Exercise details: Transcribe word for word the part of the gold outlook article below, starting with "Mikhail Sprogis outlines" and going on through "a virus-related shock.".

Excerpted text:
====
"Haven Of Last Resort" - Goldman Sees Gold At $1800 Due To Virus & Bernie Sanders Fears

Over the past two weeks gold has surged higher, in line with the decline in long-term bond yields and global equity sell-off as new cases off Covid-19 in Europe and the Middle East threaten to curtail global economic activity.

Goldman Sachs suggests there is more to come for precious metals as with rates getting closer to their lower bound, gold looks increasingly like the safest haven.

Mikhail Sprogis outlines three factors behind continued gains for gold (12m forecast $1800)...

1) Fear-Driven investment demand

2) Large global savings glut

3) The rise of Bernie Sanders

Gold has outperformed traditional haven currencies, such as the Yen and Swiss Franc, underscoring its status as the safest haven in a world where all currencies are susceptible to a virus-related shock.

1. This surge in ‘fear-driven’ investment demand has been significantly larger than the consumer demand lost owing to any negative wealth shock to EM consumers as a result of China’s shutdown.

We estimate that gold purchases fall 2.6% for every 1% hit to Chinese real GDP growth. Therefore, our Economists’ forecast of a 6% contraction in Chinese GDP in Q1 implies only a 28 tonnes loss in gold demand. Adding losses for other East-Asian countries implies a total loss of 40 tonnes. This is small relative to 130 tonnes of additional demand from gold ETFs since January 12. If it continues at this pace total ETF demand could reach 200 tonnes by end of Q1.

The actual increase in gold investments could be up to twice as large owing to non-transparent purchases. Therefore, for gold, the fear-effect from Covid-19 more than offsets any wealth shock as the result of quarantines.

While the number of new cases in China has been declining, Goldman warns that it is premature to say we are out of the woods yet. The Chinese economy is yet to materially restart and the effects on global supply chains are only now becoming visible.

Our Strategy team sees risks of further equity downside which should keep volatility high and ETF inflows strong.

2. Investment demand for gold is further supported by the large global savings glut.

Household savings in developed markets are at historically high levels while global capex remains depressed creating a shortage of places to invest. Inflows into bond mutual funds and ETFs – a good proxy for retail demand of defensive assets – is at its highest level since 2009. At the same time, supply of government bonds globally is restricted owing to central bank purchases creating a deficit in high quality assets. This supports demand for alternative portfolio diversifiers such as gold.

We continue to believe that gold remains attractive relative to bonds. It has a greater capacity to increase during the next recession as bonds may be constrained by the lower bound on central bank rates. Gold is also a better hedge against the risk of inflation overshoots.

Additionally, gold’s share in investor portfolios remains at a very depressed level. The value of gold ETFs relative to the NAV of funds in North America and Europe indicates that the value of gold ETFs is only 0.3%-0.4% of the funds’ NAV and that we are materially below gold’s peak allocation of 2011-2012. As such we see scope for material rotation of investment funds into gold.

3. Finally, the increase in the probability of Bernie Sanders winning the Democratic nomination could further boost investment demand for gold.

Sanders' proposed tax hikes could pose risks to equities, and he has proposed a large increase in government spending.
====
Data section:
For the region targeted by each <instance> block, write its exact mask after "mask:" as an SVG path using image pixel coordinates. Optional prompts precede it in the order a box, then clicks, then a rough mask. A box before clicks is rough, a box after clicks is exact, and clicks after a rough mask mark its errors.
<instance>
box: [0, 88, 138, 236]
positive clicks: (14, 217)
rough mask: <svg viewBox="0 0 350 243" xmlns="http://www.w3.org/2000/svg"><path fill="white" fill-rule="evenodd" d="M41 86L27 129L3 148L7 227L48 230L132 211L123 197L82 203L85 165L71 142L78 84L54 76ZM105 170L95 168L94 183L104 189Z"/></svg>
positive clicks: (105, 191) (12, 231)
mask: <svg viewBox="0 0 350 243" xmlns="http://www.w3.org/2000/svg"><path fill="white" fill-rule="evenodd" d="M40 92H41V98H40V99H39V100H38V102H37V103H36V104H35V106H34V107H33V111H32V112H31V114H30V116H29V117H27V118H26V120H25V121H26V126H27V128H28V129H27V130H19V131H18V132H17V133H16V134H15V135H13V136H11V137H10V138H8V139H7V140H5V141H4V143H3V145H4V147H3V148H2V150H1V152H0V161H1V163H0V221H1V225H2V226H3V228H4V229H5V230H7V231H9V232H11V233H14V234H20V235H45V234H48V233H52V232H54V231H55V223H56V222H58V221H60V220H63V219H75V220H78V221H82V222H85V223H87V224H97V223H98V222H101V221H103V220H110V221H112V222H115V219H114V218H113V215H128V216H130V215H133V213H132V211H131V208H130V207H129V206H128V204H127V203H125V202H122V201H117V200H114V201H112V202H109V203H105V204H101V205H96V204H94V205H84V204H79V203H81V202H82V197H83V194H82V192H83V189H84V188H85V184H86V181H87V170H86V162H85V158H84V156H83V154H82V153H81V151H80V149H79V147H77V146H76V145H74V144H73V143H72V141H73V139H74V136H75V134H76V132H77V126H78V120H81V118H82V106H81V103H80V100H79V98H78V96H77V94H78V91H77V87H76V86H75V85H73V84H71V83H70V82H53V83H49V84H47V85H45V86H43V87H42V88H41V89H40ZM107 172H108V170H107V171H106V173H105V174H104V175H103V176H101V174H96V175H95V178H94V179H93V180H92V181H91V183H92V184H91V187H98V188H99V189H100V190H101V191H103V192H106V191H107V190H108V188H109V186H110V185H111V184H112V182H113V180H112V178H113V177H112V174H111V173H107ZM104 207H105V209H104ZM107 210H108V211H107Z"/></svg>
====
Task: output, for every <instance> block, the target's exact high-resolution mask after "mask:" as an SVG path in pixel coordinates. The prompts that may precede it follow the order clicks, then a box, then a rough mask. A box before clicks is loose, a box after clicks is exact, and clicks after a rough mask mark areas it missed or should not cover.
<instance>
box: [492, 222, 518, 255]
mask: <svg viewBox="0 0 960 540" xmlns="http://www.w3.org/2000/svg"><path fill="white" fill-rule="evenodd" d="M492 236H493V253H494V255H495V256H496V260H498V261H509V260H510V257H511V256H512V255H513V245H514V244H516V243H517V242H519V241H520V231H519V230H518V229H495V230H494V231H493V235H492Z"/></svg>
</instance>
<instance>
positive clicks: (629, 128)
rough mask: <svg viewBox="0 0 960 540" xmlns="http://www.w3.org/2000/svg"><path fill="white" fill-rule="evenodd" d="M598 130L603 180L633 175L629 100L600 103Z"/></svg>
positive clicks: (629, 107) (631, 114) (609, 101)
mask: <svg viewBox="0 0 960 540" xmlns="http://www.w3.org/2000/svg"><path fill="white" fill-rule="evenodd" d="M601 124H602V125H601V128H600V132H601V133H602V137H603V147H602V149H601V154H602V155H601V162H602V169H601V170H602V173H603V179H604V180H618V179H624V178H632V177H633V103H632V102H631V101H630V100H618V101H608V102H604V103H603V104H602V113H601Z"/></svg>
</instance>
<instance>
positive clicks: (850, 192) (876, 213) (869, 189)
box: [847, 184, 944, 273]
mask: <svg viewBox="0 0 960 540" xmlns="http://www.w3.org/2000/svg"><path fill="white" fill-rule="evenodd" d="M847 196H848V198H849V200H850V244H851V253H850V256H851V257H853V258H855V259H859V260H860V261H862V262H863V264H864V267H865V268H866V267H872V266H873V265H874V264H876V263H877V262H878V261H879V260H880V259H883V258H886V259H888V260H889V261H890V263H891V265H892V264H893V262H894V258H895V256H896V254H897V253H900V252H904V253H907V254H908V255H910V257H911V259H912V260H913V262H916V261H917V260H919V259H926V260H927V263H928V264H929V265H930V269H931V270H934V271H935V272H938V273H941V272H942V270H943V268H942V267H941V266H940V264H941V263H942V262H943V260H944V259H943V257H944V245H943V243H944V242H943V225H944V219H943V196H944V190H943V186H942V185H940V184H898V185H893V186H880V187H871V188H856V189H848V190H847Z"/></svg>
====
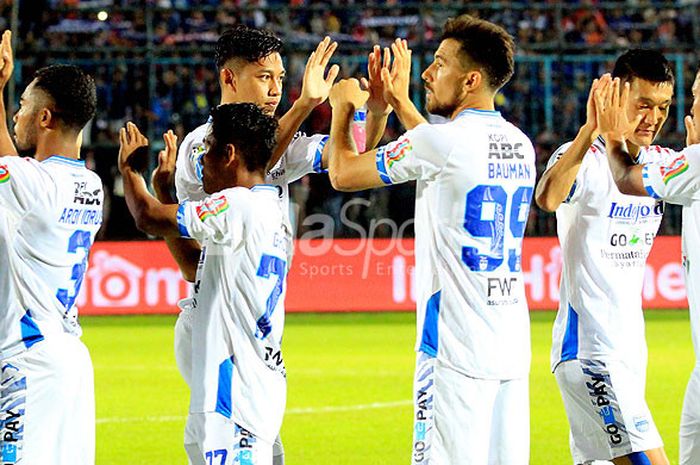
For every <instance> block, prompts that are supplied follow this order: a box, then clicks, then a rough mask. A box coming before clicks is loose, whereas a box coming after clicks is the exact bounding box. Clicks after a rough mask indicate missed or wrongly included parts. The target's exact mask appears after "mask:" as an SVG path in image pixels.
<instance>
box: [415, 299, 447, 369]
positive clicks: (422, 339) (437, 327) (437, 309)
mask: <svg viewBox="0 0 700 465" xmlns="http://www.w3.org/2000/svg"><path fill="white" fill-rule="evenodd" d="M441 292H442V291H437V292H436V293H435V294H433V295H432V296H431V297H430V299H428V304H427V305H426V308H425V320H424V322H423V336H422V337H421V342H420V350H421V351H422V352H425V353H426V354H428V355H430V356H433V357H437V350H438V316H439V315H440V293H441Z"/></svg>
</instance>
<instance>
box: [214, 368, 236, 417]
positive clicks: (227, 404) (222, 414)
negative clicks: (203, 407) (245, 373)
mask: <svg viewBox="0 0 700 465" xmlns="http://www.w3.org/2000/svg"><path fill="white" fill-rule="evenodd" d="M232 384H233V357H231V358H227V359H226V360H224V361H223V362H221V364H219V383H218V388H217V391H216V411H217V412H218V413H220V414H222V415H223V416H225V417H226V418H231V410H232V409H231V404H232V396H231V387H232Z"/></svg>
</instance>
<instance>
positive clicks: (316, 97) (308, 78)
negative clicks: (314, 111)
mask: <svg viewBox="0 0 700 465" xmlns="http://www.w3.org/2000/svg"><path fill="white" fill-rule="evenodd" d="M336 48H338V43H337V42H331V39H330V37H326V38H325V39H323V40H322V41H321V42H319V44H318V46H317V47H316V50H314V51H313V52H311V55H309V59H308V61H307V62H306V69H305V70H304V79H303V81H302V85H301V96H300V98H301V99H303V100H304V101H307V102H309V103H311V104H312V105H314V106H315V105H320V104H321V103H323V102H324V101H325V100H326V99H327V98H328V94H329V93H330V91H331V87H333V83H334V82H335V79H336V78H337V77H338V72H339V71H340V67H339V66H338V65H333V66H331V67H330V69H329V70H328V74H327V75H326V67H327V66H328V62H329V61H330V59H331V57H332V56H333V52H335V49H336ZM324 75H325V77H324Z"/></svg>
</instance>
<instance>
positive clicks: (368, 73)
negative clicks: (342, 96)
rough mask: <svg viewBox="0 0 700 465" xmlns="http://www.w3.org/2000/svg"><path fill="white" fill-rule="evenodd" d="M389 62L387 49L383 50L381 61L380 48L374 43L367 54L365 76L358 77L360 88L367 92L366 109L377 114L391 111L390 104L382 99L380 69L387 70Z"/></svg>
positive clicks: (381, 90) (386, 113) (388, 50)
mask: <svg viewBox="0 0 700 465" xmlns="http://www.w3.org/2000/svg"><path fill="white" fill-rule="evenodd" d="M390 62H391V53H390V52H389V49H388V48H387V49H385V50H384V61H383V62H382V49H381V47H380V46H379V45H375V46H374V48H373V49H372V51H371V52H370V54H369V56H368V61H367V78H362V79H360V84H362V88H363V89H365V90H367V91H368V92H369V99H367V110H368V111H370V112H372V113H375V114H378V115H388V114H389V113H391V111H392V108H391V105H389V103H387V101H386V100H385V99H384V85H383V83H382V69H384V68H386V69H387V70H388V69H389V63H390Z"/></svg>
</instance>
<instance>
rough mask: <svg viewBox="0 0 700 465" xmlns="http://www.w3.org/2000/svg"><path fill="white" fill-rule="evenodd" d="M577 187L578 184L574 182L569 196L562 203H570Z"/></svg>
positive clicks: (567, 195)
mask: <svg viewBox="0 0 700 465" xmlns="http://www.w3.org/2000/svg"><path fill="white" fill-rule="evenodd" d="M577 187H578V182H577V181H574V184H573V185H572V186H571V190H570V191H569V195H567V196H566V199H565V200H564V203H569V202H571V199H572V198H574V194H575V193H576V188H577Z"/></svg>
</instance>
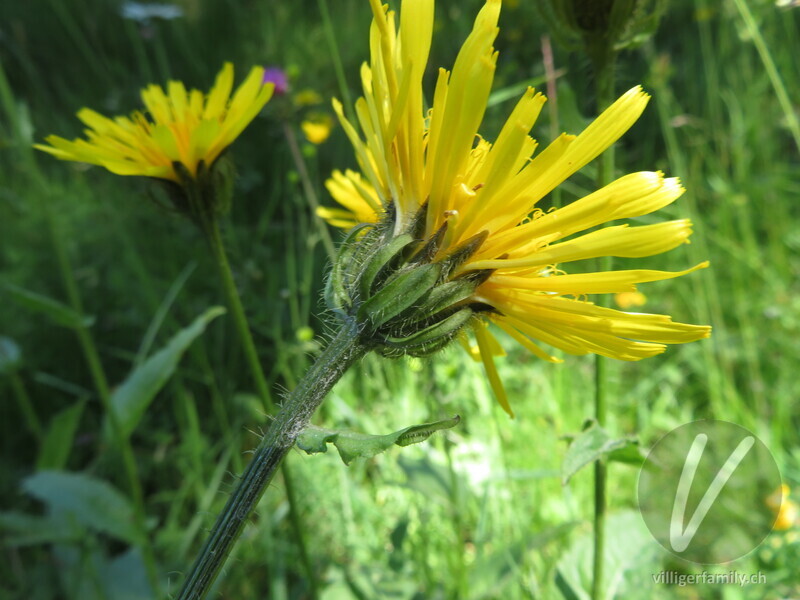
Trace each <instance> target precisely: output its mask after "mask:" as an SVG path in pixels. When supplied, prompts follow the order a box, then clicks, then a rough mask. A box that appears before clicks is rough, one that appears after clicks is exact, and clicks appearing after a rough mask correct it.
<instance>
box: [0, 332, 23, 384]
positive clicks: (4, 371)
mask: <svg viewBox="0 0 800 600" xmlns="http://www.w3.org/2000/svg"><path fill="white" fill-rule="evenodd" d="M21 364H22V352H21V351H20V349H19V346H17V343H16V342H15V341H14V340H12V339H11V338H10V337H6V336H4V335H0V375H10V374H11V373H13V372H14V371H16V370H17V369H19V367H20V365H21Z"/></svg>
====
Solution:
Mikhail Sprogis outlines three factors behind continued gains for gold (12m forecast $1800)...

1) Fear-Driven investment demand

2) Large global savings glut

3) The rise of Bernie Sanders

Gold has outperformed traditional haven currencies, such as the Yen and Swiss Franc, underscoring its status as the safest haven in a world where all currencies are susceptible to a virus-related shock.